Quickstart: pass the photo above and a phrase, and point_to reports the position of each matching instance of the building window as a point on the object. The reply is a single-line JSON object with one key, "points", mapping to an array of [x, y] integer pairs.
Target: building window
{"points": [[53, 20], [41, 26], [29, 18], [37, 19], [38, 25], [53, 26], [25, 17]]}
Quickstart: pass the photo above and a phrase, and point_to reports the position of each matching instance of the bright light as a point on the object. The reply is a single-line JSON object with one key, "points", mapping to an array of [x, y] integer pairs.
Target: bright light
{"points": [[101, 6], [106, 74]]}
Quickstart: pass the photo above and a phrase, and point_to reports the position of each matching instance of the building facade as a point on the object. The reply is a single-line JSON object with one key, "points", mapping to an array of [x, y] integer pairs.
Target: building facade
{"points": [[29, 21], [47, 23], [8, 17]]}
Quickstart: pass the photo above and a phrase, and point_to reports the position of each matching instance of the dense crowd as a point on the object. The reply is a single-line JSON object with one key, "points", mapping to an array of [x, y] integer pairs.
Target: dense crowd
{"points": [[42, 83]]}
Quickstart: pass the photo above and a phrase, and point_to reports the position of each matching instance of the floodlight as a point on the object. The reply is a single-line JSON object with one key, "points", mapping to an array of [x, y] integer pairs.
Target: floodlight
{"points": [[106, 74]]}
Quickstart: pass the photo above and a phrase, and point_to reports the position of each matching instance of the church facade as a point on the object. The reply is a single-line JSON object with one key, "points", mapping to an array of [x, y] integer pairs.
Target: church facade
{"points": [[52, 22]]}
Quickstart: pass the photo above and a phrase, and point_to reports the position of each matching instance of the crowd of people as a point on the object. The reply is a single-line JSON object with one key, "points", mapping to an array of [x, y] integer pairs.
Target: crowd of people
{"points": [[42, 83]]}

## PROBLEM REQUIREMENTS
Copy out every one of the records above, substituting "Label" for each occurrence of "Target" and leaving every other character as it is.

## FULL RESPONSE
Quickstart: pass the photo above and a phrase, and point_to reports the position of each matching instance of the building window as a point on the object. The reply is a single-line JSON object with one key, "points", mapping to an array of [x, y] integer pairs.
Label: building window
{"points": [[53, 20], [41, 26], [29, 18], [37, 19], [38, 25], [53, 26], [25, 17]]}
Quickstart: pass the photo above and a phrase, and point_to reports the position of each matching instance of the bright light as a point on the object. The reply is a single-line JSON object with one key, "points", mapping to an array of [x, y] integer pairs.
Label: bright light
{"points": [[101, 6], [106, 74]]}
Quickstart: pass the photo above and a phrase, and point_to reports the position of each matching instance of the building facade as a point on the object. The reply is a single-line JSON object with one key, "points", mapping to an array of [x, y] integer pairs.
Label: building facade
{"points": [[29, 21], [47, 23], [8, 17]]}
Quickstart: pass the photo above and a phrase, and point_to reports the position of each matching instance of the dense crowd as a point on the object. The reply is a single-line JSON object with one key, "points", mapping to an array of [x, y] integer pairs.
Label: dense crowd
{"points": [[42, 83]]}
Quickstart: pass the photo above and a phrase, and point_to reports the position of each matching instance of the floodlight as a point on the object. The reply is a single-line JSON object with one key, "points", mapping to an array of [x, y] integer pairs.
Label: floodlight
{"points": [[106, 74]]}
Quickstart: pass the photo above and a phrase, and point_to reports the position of each matching instance of the church facade as a point on the object. The reply is a single-line JSON object with one key, "points", mapping to an array of [x, y] integer pairs.
Label: church facade
{"points": [[52, 22]]}
Quickstart: pass the photo above and a phrase, and point_to reports the position of each matching instance of the crowd of people as a point on the object. The reply is a single-line JSON object with one key, "points", mapping to an array of [x, y] integer pairs.
Label: crowd of people
{"points": [[42, 83]]}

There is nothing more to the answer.